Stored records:
┌──
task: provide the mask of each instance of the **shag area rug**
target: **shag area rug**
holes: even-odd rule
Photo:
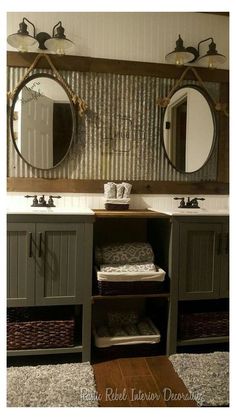
[[[229,405],[229,353],[176,354],[169,360],[198,406]]]
[[[97,407],[89,362],[9,367],[8,407]]]

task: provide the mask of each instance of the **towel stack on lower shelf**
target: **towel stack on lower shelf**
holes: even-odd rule
[[[106,348],[113,345],[159,343],[160,332],[148,317],[135,312],[108,312],[105,323],[93,326],[95,345]]]
[[[95,262],[101,295],[145,294],[162,289],[165,271],[155,265],[149,243],[115,243],[96,247]]]

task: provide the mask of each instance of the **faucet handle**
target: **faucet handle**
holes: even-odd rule
[[[191,201],[192,208],[200,208],[198,205],[198,201],[205,201],[205,198],[193,198]]]
[[[39,198],[39,204],[41,204],[41,205],[45,205],[46,204],[46,201],[44,199],[44,195],[40,196],[40,198]]]
[[[38,205],[37,195],[25,195],[25,198],[34,198],[33,199],[33,204],[31,205],[31,207],[35,207],[35,206]]]
[[[179,203],[179,207],[178,208],[185,208],[185,200],[184,200],[184,197],[182,196],[181,198],[178,198],[177,196],[176,197],[174,197],[174,199],[178,199],[178,200],[180,200],[180,203]]]
[[[48,206],[49,207],[55,207],[53,198],[60,199],[61,196],[60,195],[49,195],[49,199],[48,199]]]

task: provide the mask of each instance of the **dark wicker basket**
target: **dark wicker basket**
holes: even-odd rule
[[[100,295],[155,294],[165,291],[165,281],[97,281]]]
[[[129,209],[129,204],[105,204],[106,210],[109,211],[127,211]]]
[[[7,315],[7,349],[73,346],[74,326],[74,318],[66,320],[38,319],[30,310],[9,310]]]
[[[229,313],[227,311],[184,313],[180,315],[180,339],[195,339],[228,335]]]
└──
WORK INSTRUCTIONS: Would you return the data above exactly as written, minus the images?

EXERCISE OUTPUT:
task: provide the mask of each instance of the **shag area rug**
target: **shag area rug**
holes: even-odd rule
Photo:
[[[229,405],[229,353],[176,354],[169,360],[198,406]]]
[[[97,407],[89,362],[9,367],[8,407]]]

task: provide the mask of each instance of the **towel stack on lower shelf**
target: **towel stack on lower shelf**
holes: even-odd rule
[[[106,348],[113,345],[159,343],[160,332],[148,317],[135,312],[108,312],[105,323],[93,326],[95,345]]]
[[[95,262],[101,295],[145,294],[162,289],[165,271],[155,265],[149,243],[115,243],[96,247]]]

task: provide the mask of each instance of the **faucet handle**
target: **faucet handle**
holes: even-odd rule
[[[191,201],[192,208],[200,208],[198,205],[198,201],[205,201],[205,198],[193,198]]]
[[[39,198],[39,204],[41,204],[41,205],[45,205],[46,204],[46,201],[44,199],[44,195],[40,196],[40,198]]]
[[[38,205],[37,195],[25,195],[25,198],[34,198],[33,199],[33,204],[31,205],[31,207],[35,207],[35,206]]]
[[[179,203],[179,207],[178,208],[185,208],[185,200],[184,200],[184,197],[182,196],[181,198],[178,198],[177,196],[176,197],[174,197],[174,199],[178,199],[178,200],[180,200],[180,203]]]
[[[48,206],[49,207],[55,207],[53,198],[60,199],[61,196],[60,195],[49,195],[49,199],[48,199]]]

task: provide the mask of each instance of the **dark wicker basket**
target: **dark wicker basket**
holes: even-odd rule
[[[100,295],[155,294],[165,291],[165,281],[97,281]]]
[[[129,209],[129,204],[105,204],[106,210],[109,211],[127,211]]]
[[[7,315],[7,349],[73,346],[74,326],[74,318],[66,320],[38,319],[30,310],[9,310]]]
[[[229,313],[227,311],[184,313],[180,315],[180,339],[195,339],[228,335]]]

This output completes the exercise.